:: EXTRAIT CHOISI
Ni Hersant, ni Ecône
Ces jours est apparu sur Facebook un groupe militant pour le « sauvetage » du Nouvelliste. Il s’intitule « Pour un Nouvelliste indépendant, 100% valaisan et ouvert au monde !« .
Un énoncé qui prête à sourire par son côté paradoxal. Parce que si le Nouvelliste et sa rédaction étaient « indépendants », il n’y aurait aucun différence dans le fait que l’actionnaire soit valaisan, chilien ou iranien. Parce que si son lectorat le réclame « ouvert au monde », c’est déjà vouloir s’attaquer à son indépendance. Parce que croire qu’un journal puisse être indépendant (indépendant de quoi d’abord?) c’est de la naïveté totale.
Ainsi, il semblerait qu’il ait un processus de mise en place d’une plate-forme rédactionnelle commune avec quatre autres quotidiens régionaux qui sont entre les mains d’Hersant. Concrètement ça consisterait à uniformiser le contenu, particulièrement les parties généralistes du journal, soit les rubriques Suisse, monde, ou économie en laissant une marge de manœuvre pour le local. L’annonce, il y a deux mois, par le rédacteur en chef, d’un renforcement de l’info locale dans le Valais central, semble montrer qu’il y a des pressions de la part d’Hersant dans ce sens.
Les raisons de cette uniformisation dont tout le Valais parle? Pas besoin de chercher très loin, elles sont principalement économiques. Un groupe de presse dans une stratégie de concentration horizontale qui cherche à réaliser des économie d’échelles. Pour faire plus simple, on vire les postes à double, c’est bon pour la marge bénéficiaire de l’actionnaire. Et toc!
Mais qu’est ce qui changerait pour le lecteur lambda? Probablement pas grand chose, à première vue. En tout cas dans le contenu à proprement parlé. Les pages « Monde » ou « Suisse » du Nouvelliste sont déjà quasiment exclusivement composées de dépêches d’agences de presse. Que le lectorat se rassure, les sujets locaux traitant des combats de reine, des méfaits du loup, de la St Joseph à St Martin seront probablement toujours relatés comme il se doit. Et, surtout, l’essentiel, les pages mortuaires devraient subsister. Quand on veut faire des sous, on s’inspire plus des courbes comptables de la demande du lectorat que de la pertinence d’une info. J’ai appris cela grâce à Peter Rothenbülher du « Matin ». Merci à lui ! Par contre, le compte rendu du match de foot Xamax-Sion par un journaliste neuchatelois pourra indisposer le fan du FC Sion qui ne cherche pas nécessairement une couverture neutre des faits. Il faut le reconnaitre.
::::
:: DONNÉES ENREGISTRÉES
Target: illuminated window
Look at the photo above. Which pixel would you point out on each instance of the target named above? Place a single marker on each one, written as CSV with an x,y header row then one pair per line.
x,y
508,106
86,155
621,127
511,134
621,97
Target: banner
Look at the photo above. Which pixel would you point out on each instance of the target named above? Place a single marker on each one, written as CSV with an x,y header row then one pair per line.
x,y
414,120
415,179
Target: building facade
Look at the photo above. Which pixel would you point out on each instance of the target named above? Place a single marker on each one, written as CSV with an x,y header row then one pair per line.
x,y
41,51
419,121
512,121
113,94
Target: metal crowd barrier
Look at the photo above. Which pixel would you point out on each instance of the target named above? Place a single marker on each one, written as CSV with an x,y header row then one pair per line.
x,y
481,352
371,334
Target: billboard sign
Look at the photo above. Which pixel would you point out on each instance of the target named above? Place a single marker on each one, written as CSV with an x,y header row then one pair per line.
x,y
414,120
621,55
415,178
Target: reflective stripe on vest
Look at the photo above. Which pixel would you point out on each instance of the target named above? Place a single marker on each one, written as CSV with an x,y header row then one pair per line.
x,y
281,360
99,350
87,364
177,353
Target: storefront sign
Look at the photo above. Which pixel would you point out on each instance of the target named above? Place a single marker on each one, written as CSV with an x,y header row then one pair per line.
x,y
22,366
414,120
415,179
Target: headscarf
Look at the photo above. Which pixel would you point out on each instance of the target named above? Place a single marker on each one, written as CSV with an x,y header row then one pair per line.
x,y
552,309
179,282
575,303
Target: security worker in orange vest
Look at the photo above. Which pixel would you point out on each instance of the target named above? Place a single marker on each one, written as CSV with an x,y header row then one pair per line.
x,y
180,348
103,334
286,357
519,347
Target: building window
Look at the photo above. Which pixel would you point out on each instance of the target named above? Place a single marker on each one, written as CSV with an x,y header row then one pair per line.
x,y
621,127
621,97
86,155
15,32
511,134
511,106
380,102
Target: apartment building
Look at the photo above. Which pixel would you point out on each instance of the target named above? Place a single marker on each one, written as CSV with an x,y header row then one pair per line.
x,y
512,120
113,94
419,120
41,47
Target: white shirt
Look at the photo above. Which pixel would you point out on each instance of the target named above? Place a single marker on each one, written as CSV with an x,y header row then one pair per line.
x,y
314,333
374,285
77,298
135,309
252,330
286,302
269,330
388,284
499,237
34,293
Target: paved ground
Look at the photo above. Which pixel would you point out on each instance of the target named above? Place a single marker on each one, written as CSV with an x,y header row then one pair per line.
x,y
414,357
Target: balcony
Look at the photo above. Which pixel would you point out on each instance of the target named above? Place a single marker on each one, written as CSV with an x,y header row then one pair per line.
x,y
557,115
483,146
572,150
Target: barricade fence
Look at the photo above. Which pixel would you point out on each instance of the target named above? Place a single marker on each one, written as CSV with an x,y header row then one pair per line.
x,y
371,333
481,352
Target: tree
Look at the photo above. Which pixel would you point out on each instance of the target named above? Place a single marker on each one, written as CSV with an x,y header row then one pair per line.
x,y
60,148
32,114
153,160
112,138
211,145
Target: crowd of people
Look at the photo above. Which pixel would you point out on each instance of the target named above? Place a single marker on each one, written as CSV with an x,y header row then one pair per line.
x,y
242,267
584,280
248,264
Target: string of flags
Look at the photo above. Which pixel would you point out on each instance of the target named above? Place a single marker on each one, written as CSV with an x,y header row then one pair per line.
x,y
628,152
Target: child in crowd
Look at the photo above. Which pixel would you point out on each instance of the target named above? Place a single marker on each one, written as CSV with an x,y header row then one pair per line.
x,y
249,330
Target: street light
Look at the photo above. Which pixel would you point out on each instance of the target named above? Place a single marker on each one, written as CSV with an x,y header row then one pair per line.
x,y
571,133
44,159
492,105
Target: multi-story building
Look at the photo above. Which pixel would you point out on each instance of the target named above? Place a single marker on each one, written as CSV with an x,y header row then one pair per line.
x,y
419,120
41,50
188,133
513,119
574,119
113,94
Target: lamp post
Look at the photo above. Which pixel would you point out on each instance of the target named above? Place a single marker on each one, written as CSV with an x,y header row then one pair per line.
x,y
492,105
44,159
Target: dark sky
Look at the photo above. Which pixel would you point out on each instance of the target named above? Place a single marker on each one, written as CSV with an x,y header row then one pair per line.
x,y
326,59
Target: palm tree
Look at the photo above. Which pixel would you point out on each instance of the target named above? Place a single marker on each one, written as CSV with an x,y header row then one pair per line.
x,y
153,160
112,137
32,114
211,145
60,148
::::
§ **TÂCHES À RÉALISER**
**1)** Répondez à ces questions sur le billet sur le Nouvelliste :
(a) Sur quel réseau social le groupe militant pour le « sauvetage » du journal est-il apparu ?
(b) Avec combien d'autres quotidiens régionaux la plate-forme rédactionnelle commune serait-elle mise en place ?
(c) De quoi les pages « Monde » ou « Suisse » sont-elles déjà quasiment exclusivement composées ?
**2)** Pouvez-vous recopier à l'identique le passage du billet sur le Nouvelliste qui s'ouvre sur « Ni Hersant, ni » et se termine par « la naïveté totale. » ?
Ce matériel n'a aucun lien avec le billet sur le Nouvelliste.

§ **RÉPONSES CORRECTES**
**1)**
(a) Sur Facebook.
(b) Avec quatre autres quotidiens régionaux.
(c) De dépêches d'agences de presse.

**2)**
Ni Hersant, ni Ecône
Ces jours est apparu sur Facebook un groupe militant pour le « sauvetage » du Nouvelliste. Il s’intitule « Pour un Nouvelliste indépendant, 100% valaisan et ouvert au monde !« .
Un énoncé qui prête à sourire par son côté paradoxal. Parce que si le Nouvelliste et sa rédaction étaient « indépendants », il n’y aurait aucun différence dans le fait que l’actionnaire soit valaisan, chilien ou iranien. Parce que si son lectorat le réclame « ouvert au monde », c’est déjà vouloir s’attaquer à son indépendance. Parce que croire qu’un journal puisse être indépendant (indépendant de quoi d’abord?) c’est de la naïveté totale.